Items drawn from a data source:
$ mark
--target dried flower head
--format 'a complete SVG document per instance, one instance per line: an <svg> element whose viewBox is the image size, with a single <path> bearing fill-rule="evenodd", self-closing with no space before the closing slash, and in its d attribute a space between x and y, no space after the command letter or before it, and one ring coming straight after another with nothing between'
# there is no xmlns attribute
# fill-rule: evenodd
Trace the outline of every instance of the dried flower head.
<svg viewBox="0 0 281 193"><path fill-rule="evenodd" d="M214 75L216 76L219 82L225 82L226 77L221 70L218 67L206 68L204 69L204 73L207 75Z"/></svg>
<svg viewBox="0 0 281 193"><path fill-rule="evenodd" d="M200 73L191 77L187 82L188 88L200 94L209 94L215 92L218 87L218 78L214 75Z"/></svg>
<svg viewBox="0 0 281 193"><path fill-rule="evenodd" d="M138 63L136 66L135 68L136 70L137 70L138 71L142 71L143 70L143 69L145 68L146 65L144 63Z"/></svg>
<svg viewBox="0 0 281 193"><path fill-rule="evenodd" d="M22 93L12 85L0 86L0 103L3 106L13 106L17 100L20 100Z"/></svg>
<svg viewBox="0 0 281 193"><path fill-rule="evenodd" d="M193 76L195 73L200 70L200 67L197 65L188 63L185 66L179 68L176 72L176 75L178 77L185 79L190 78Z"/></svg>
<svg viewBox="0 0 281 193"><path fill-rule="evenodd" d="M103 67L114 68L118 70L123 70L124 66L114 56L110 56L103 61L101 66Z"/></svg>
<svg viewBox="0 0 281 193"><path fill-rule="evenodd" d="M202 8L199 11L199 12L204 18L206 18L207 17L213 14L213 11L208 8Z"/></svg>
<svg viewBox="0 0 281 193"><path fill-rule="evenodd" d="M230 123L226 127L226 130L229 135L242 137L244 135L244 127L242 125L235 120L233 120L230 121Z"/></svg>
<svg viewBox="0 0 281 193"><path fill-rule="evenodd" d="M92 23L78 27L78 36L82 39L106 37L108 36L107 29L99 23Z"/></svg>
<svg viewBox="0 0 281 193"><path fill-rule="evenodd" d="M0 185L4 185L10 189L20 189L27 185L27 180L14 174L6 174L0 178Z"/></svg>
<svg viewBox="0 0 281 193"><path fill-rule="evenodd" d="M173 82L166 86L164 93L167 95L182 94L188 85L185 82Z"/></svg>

▶ [JOB]
Rewrite everything from the first line of the items down through the line containing "23L78 27L78 36L82" as a JSON list of strings, one string per line. Leave out any blank lines.

▶ [RESULT FOR THIS TASK]
[
  "$ mark",
  "--target dried flower head",
  "--format 'a complete SVG document per instance, one instance per line: an <svg> element whose viewBox is the image size, with a single <path> bearing fill-rule=\"evenodd\", self-closing with no space before the closing slash, and in its d attribute a space between x and y, no space after the command letter or before it, and one ring coming straight after another with nothing between'",
  "# there is no xmlns attribute",
  "# fill-rule: evenodd",
  "Trace the outline of every instance of the dried flower head.",
  "<svg viewBox=\"0 0 281 193\"><path fill-rule=\"evenodd\" d=\"M214 75L216 76L219 82L225 82L226 77L221 70L218 67L206 68L204 69L204 73L207 75Z\"/></svg>",
  "<svg viewBox=\"0 0 281 193\"><path fill-rule=\"evenodd\" d=\"M200 73L191 77L187 82L188 88L200 94L209 94L215 92L218 87L218 78L214 75Z\"/></svg>",
  "<svg viewBox=\"0 0 281 193\"><path fill-rule=\"evenodd\" d=\"M138 63L136 66L135 68L136 70L137 70L138 71L142 71L143 70L143 69L145 68L146 65L144 63Z\"/></svg>",
  "<svg viewBox=\"0 0 281 193\"><path fill-rule=\"evenodd\" d=\"M22 93L12 85L0 86L0 103L3 106L13 106L17 100L20 100Z\"/></svg>",
  "<svg viewBox=\"0 0 281 193\"><path fill-rule=\"evenodd\" d=\"M193 76L195 73L200 70L200 67L197 65L188 63L185 66L179 68L176 72L176 75L178 77L185 79L190 78Z\"/></svg>",
  "<svg viewBox=\"0 0 281 193\"><path fill-rule=\"evenodd\" d=\"M103 67L114 68L118 70L123 70L124 66L114 56L110 56L103 61L101 66Z\"/></svg>",
  "<svg viewBox=\"0 0 281 193\"><path fill-rule=\"evenodd\" d=\"M202 8L199 11L199 12L204 18L206 18L207 17L213 14L213 11L208 8Z\"/></svg>",
  "<svg viewBox=\"0 0 281 193\"><path fill-rule=\"evenodd\" d=\"M230 123L226 127L226 130L229 135L242 137L244 135L244 127L242 125L235 120L233 120L230 121Z\"/></svg>",
  "<svg viewBox=\"0 0 281 193\"><path fill-rule=\"evenodd\" d=\"M92 23L78 27L78 36L82 39L106 37L108 36L107 29L99 23Z\"/></svg>"
]